Requirement: Please find each line below that contains the string "woman", paying attention to case, and copy every such line in full.

Rows:
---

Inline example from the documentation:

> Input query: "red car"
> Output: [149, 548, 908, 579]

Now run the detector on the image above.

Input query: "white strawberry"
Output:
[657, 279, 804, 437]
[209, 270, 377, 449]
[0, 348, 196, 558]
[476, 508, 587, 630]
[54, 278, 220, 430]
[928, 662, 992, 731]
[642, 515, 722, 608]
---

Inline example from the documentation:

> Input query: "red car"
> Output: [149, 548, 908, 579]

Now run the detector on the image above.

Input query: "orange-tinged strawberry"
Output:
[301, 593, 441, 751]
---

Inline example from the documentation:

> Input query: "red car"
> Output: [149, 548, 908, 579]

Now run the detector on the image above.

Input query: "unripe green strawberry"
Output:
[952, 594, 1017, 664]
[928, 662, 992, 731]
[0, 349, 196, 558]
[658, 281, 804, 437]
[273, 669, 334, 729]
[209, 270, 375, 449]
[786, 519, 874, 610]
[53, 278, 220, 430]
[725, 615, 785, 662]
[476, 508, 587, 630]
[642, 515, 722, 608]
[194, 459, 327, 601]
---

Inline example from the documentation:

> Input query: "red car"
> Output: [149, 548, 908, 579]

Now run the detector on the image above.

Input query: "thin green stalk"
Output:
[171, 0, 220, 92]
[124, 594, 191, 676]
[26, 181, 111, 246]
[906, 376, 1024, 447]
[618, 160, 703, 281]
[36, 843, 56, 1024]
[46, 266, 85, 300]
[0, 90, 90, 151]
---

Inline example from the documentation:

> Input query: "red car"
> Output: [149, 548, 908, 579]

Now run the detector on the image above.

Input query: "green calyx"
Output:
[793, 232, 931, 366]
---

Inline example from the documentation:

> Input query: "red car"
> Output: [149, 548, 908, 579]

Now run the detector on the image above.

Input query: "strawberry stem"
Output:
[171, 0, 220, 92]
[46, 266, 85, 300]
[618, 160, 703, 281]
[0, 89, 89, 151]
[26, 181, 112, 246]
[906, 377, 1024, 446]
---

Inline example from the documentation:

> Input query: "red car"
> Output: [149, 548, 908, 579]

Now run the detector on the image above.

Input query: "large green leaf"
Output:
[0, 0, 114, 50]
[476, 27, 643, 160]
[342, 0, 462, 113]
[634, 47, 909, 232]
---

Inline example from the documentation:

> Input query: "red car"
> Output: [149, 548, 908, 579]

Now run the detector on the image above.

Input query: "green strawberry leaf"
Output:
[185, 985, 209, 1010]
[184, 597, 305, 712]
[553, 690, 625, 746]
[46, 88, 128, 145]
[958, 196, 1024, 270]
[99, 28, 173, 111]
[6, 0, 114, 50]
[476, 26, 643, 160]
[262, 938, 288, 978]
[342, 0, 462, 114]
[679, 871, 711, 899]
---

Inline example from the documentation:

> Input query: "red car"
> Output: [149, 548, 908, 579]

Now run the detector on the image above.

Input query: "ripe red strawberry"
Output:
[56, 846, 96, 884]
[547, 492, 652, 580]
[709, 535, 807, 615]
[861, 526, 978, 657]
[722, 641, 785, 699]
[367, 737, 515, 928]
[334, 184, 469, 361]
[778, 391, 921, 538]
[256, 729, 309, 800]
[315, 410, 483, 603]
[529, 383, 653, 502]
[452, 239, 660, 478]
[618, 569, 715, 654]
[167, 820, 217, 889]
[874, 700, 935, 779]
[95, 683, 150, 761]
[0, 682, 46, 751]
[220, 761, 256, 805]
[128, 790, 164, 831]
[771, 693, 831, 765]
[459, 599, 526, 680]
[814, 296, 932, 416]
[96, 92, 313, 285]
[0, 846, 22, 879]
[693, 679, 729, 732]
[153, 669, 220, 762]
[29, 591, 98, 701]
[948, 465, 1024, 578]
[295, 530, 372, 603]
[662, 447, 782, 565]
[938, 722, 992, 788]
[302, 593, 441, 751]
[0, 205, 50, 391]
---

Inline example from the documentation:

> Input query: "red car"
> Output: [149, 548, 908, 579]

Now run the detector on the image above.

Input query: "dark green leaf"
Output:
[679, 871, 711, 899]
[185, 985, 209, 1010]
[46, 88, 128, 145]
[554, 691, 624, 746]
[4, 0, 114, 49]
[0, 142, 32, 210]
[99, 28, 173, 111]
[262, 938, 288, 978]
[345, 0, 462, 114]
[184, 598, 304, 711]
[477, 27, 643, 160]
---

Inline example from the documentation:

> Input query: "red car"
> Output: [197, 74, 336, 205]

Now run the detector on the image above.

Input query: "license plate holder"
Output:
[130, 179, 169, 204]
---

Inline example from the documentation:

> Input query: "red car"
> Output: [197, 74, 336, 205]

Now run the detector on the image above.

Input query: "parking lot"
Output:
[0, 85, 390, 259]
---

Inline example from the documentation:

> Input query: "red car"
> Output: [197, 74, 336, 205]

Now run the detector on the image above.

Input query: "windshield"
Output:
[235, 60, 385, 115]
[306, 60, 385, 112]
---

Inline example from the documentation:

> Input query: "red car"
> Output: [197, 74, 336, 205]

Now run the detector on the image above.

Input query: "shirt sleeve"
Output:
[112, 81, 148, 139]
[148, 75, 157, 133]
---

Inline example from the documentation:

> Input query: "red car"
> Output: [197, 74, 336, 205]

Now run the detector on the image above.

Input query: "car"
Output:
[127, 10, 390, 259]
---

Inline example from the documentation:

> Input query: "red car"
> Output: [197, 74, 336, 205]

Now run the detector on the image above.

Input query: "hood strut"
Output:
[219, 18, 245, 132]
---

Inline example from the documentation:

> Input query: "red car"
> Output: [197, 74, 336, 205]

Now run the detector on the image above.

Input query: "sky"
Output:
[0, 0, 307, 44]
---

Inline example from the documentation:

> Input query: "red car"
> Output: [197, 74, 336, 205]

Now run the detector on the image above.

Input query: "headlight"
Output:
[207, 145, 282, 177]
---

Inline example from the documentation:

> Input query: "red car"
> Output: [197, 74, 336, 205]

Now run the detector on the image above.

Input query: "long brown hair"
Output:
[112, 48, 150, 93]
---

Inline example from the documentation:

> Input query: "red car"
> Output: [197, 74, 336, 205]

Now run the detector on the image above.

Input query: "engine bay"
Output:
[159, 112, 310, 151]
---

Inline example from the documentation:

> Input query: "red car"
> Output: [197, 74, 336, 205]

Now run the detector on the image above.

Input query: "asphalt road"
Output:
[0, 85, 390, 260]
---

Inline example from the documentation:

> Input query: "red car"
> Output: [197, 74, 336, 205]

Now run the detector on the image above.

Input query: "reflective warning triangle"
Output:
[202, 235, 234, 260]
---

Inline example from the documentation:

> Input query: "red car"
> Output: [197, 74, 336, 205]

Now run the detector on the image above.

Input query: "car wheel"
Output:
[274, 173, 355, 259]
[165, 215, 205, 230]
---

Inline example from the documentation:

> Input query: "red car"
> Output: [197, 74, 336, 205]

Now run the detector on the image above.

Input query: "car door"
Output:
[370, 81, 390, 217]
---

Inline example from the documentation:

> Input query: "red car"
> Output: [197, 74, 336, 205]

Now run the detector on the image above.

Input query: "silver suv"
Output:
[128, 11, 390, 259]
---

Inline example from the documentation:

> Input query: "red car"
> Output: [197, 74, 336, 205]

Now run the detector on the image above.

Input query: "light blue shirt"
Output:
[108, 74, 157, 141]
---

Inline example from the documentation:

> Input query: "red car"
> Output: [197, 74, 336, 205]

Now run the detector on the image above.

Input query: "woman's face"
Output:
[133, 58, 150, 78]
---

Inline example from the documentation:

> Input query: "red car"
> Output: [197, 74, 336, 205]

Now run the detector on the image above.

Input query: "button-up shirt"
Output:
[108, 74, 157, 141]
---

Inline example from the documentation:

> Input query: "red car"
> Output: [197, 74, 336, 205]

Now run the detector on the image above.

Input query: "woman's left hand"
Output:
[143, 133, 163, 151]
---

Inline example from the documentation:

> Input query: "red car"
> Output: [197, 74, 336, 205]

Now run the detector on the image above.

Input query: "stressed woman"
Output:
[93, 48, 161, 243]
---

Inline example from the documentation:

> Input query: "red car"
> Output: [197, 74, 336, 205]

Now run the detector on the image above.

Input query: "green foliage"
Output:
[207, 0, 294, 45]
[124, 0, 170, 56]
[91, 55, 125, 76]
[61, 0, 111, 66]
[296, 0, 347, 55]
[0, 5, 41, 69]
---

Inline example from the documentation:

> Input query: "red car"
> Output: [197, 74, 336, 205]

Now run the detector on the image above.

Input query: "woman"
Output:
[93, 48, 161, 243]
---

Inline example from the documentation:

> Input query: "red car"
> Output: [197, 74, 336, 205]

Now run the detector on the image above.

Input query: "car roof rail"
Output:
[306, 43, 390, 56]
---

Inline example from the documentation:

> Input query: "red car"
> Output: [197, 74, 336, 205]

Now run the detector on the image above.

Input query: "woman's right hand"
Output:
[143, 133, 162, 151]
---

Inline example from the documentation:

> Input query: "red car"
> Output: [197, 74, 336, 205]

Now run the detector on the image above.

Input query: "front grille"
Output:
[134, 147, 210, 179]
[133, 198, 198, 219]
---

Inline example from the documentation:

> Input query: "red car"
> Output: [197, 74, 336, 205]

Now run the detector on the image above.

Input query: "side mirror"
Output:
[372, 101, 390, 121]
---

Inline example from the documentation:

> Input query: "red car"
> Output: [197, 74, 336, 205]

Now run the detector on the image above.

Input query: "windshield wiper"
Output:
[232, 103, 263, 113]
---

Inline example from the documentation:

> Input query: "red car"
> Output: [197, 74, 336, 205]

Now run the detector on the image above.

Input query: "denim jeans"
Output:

Answer to this problem:
Input query: "woman's face"
Input query: "woman's left hand"
Input query: "stressed woman"
Input query: "woman"
Input query: "woman's right hand"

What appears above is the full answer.